[START OF PASSAGE PROVIDED]

Re: [O-MPI devel] Intel tests

2006-01-14 Thread David Daniel

Hi Graham,

On Jan 14, 2006, at 2:07 PM, Graham E Fagg wrote:

Hi all,
  whatever this fixed/changed, I no longer get corrupted memory in the
tuned data segment hung off each communicator... ! I'm still  
testing to

see if I get TimPs error.
G

On Sat, 14 Jan 2006 bosi...@osl.iu.edu wrote:


Author: bosilca
Date: 2006-01-14 15:21:44 -0500 (Sat, 14 Jan 2006)
New Revision: 8692

Modified:
  trunk/ompi/mca/btl/tcp/btl_tcp_endpoint.c
  trunk/ompi/mca/btl/tcp/btl_tcp_endpoint.h
  trunk/ompi/mca/btl/tcp/btl_tcp_frag.c
  trunk/ompi/mca/btl/tcp/btl_tcp_frag.h
Log:
A better implementation for the TCP endpoint cache + few comments.



On  a 64-bit bproc/myrinet system I'm seeing Tim P's problem with the  
current head of the trunk. See attached output.


David




$ ompi_info | head
Open MPI: 1.1a1svn01142006
   Open MPI SVN revision: svn01142006
Open RTE: 1.1a1svn01142006
   Open RTE SVN revision: svn01142006
OPAL: 1.1a1svn01142006
   OPAL SVN revision: svn01142006
  Prefix: /scratch/modules/opt/openmpi-trunk- 
nofortran-bproc64

Configured architecture: x86_64-unknown-linux-gnu
   Configured by: ddd
   Configured on: Sat Jan 14 17:22:16 MST 2006

$ make MPIRUN='mpirun -mca coll basic' MPI_Allreduce_user_c
(cd src ; make MPI_Allreduce_user_c)

[END OF PASSAGE PROVIDED]

* EXERCISE INSTRUCTIONS:
1: In the Intel tests thread, does each statement agree with the text? Answer yes or no for each, quoting the words that decide it.
(a) The log for revision 8692 describes a better implementation for the TCP endpoint cache.
(b) David sees Tim P's problem on a 32-bit system.
(c) Graham still gets corrupted memory in the tuned data segment.
2: Shorten the paragraph of the Intel tests thread that begins "On a 64-bit bproc/myrinet system," keeping its main facts.
3: Carry on the Intel tests thread from where it stops.
The listing after the Intel tests thread plays no part here.

[START OF MATERIAL SUPPLIED]

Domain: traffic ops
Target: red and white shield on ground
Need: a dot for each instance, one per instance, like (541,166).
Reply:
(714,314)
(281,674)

[END OF MATERIAL SUPPLIED]

* EXPECTED ANSWERS:
1:
(a) Yes: "A better implementation for the TCP endpoint cache + few comments."
(b) No: "a 64-bit bproc/myrinet system"
(c) No: "I no longer get corrupted memory"

2: With the current trunk head, Tim P's problem shows up on a 64-bit bproc/myrinet system; the output is attached.

3:
make[1]: Entering directory `/home/ddd/intel_tests/src'
mpicc -g -Isrc   -c -o libmpitest.o libmpitest.c
mpicc -g -Isrc  -o MPI_Allreduce_user_c MPI_Allreduce_user_c.c  
libmpitest.o -lm

make[1]: Leaving directory `/home/ddd/intel_tests/src'
mpirun -mca coll basic -n 4 --  `pwd`/src/MPI_Allreduce_user_c
MPITEST info  (0): Starting MPI_Allreduce_user() test
MPITEST_results: MPI_Allreduce_user() all tests PASSED (7076)

$ make MPIRUN='mpirun' MPI_Allreduce_user_c
(cd src ; make MPI_Allreduce_user_c)
make[1]: Entering directory `/home/ddd/intel_tests/src'
make[1]: `MPI_Allreduce_user_c' is up to date.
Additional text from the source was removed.